→ **Task requirements**:
In the sermon excerpt, condense the paragraph beginning "First, the story about Abram" into a short bulleted list that keeps its main facts.

→ **Excerpted text**:
□ □ □ □
Let us pray… Prince of Peace, we long to come by peace quickly and easily. But we know it was not easy for you. Surround us with a cloud of witnesses to give us the strength and courage to persevere toward the goal of peace, even when it leads us through the conflict and division we’d rather avoid. Make us confident that as long as you are involved, peace and new life will follow. In the name of the Father and the Son and the Holy Spirit. Amen. 


Monday, August 8, 2022

Sermon: Faith and hope in the impossible (Aug. 7, 2022)

Full service can be viewed HERE.

Pentecost 9C
August 7, 2022
Genesis 15:1-6; Hebrews 11:1-3, 8-16; Luke 12

INTRODUCTION

The first and second readings today complement each other so well, I just couldn’t help preaching on them! So as much as I like Luke, I’m going to focus this introduction on their context.

First, the story about Abram. As you may remember from Sunday School, Abram, later Abraham, was promised many times by God that he would be the father of a great nation, and yet at 100 years old he and his wife Sarai were still childless. In today’s text, Abram really starts to doubt, and wonders if maybe this heir God has been promising him will end up being his servant, Eliezer. But God assures him once more that the promise will be fulfilled, in a beautifully mystical expression of that promise. 

This moment is so important, in fact, that the writer of Hebrews will pick it up centuries later. As a whole, the book of Hebrews aims to bring encouragement to discouraged Christians, urging them to persevere in faith. In today’s reading, the author uses the story of Abraham and Sarah to show how God has been and will be faithful, even when it seems impossible. 

All of our texts are about what it means to have faith, even in the face of discouragement. As you listen, think about a time in your own life when you have found it difficult to keep the faith, when God’s promises seemed too big, too impossible, and what it was like to try hold onto that faith anyway. Let’s listen.

[READ]



Grace to you and peace from God our Father and our Lord Jesus Christ. Amen.

We have a wonderful children’s book called If You Want to See a Whale. The child narrating gives advice on what you need to do if you want to see one of these incredible creatures: not too comfy a chair, don’t get too distracted by very small or very pink-and-pretty things, and be prepared to wait, and wait, and wait… At the end of the book, as this small child sits in his rowboat in the ocean, the reader sees an enormous blue whale come up underneath the boat, and poke his nose out of the water. The excitement gets me every time!
□ □ □ □
→ **Spatial localization data**:
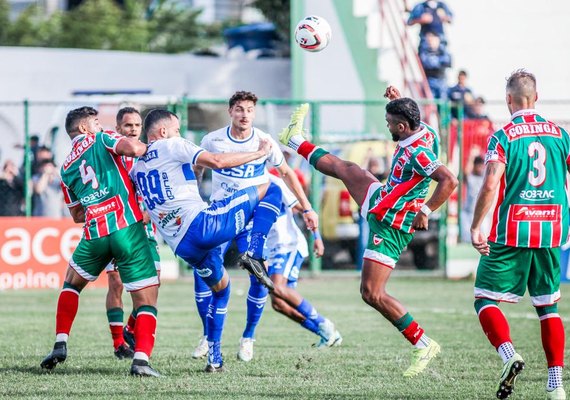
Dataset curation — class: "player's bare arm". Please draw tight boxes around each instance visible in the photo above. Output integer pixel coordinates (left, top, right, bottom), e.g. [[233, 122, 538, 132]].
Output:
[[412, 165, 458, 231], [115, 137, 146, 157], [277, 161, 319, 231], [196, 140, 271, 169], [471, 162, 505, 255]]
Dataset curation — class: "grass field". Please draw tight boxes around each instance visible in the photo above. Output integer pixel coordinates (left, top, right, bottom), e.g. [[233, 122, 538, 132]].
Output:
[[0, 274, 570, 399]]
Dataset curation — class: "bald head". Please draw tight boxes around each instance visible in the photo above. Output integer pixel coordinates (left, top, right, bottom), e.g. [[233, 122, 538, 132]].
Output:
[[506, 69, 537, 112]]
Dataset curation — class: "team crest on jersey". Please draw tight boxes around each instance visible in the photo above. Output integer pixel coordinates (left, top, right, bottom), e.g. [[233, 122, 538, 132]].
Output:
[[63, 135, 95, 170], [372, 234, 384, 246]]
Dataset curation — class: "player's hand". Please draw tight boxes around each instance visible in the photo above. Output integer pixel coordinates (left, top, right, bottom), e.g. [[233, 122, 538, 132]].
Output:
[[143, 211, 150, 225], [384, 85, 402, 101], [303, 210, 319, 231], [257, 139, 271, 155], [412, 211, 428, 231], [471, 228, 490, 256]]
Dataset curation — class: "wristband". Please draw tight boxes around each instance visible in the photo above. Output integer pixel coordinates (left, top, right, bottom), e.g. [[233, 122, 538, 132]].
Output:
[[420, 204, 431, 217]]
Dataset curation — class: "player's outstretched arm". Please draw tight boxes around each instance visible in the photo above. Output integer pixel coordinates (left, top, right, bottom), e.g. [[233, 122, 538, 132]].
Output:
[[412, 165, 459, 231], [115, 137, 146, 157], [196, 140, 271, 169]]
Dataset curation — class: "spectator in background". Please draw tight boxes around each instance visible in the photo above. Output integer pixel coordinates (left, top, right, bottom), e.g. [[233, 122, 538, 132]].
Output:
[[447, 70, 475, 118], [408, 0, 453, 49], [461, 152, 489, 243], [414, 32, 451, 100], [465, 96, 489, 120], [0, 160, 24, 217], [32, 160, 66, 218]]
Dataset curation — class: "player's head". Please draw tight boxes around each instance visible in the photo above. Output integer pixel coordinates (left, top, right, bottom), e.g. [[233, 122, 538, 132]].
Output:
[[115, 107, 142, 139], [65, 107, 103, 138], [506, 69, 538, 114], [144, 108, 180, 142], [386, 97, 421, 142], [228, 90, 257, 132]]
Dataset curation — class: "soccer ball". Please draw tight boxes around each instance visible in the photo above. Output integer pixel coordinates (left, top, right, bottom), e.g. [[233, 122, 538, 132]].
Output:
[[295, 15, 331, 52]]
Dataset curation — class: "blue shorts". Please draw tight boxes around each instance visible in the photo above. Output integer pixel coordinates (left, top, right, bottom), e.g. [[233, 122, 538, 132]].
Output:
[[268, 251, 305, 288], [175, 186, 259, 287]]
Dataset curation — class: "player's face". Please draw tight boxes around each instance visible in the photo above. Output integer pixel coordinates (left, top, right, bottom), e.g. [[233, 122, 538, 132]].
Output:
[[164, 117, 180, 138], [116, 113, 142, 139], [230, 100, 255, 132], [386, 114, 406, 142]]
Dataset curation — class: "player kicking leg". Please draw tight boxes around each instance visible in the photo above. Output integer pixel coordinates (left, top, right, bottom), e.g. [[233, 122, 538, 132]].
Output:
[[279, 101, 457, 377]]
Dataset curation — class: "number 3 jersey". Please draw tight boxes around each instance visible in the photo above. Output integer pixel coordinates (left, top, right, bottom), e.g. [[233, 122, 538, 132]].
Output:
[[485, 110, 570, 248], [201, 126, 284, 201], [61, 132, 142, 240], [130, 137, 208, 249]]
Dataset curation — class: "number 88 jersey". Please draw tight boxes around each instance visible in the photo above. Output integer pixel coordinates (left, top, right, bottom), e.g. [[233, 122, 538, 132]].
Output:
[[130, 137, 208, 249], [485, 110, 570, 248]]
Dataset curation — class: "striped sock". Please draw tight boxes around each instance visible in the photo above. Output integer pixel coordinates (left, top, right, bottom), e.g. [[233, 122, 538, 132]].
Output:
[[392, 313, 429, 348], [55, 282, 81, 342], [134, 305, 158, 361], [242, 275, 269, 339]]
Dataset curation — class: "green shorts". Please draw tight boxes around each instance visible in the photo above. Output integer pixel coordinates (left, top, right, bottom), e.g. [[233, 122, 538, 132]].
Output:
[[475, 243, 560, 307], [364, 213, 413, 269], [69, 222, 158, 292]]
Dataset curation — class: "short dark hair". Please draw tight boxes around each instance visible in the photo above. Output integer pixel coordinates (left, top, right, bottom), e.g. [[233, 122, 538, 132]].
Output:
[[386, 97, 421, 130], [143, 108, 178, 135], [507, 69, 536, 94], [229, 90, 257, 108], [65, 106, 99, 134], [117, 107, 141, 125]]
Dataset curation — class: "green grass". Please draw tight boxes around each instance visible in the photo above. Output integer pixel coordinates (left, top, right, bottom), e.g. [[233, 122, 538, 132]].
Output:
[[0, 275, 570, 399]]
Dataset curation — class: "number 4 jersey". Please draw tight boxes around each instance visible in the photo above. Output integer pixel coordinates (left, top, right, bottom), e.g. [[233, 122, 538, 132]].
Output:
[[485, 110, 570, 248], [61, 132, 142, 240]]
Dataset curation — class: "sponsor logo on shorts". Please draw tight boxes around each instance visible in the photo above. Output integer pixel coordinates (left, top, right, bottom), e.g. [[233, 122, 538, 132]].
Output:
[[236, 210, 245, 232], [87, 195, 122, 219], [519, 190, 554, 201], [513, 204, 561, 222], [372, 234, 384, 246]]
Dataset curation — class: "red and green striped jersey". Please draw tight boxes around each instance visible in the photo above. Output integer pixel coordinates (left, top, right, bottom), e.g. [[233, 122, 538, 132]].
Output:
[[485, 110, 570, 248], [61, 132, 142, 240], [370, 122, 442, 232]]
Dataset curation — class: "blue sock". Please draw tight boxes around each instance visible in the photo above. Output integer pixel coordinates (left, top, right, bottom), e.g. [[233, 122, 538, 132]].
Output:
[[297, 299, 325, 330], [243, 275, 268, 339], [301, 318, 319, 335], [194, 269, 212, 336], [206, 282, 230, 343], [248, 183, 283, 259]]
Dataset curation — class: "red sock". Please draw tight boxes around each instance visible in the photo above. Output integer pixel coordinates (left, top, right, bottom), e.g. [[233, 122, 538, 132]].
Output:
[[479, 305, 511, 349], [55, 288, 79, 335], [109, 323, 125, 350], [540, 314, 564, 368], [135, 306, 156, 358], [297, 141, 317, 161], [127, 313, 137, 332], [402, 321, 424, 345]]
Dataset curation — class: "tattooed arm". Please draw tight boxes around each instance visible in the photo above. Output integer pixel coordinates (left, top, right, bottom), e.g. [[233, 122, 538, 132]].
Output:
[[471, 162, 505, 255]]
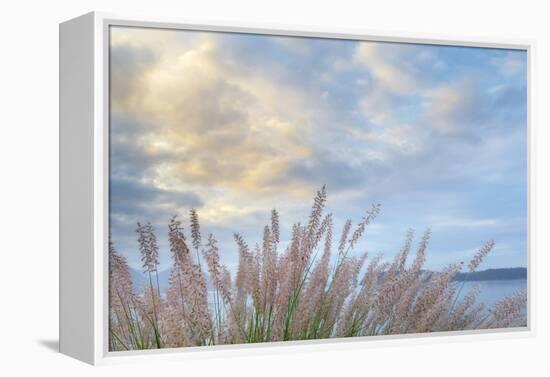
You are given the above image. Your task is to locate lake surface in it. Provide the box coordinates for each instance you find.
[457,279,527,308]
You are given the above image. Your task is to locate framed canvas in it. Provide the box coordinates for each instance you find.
□ □ □ □
→ **Answer to this exercise**:
- God repeatedly promised Abram, later Abraham, that he would be the father of a great nation.
- At 100 years old, he and his wife Sarai were still childless.
- In the reading, Abram begins to doubt and wonders whether the promised heir will be his servant, Eliezer.
- God assures him once more, in a beautifully mystical expression, that the promise will be fulfilled.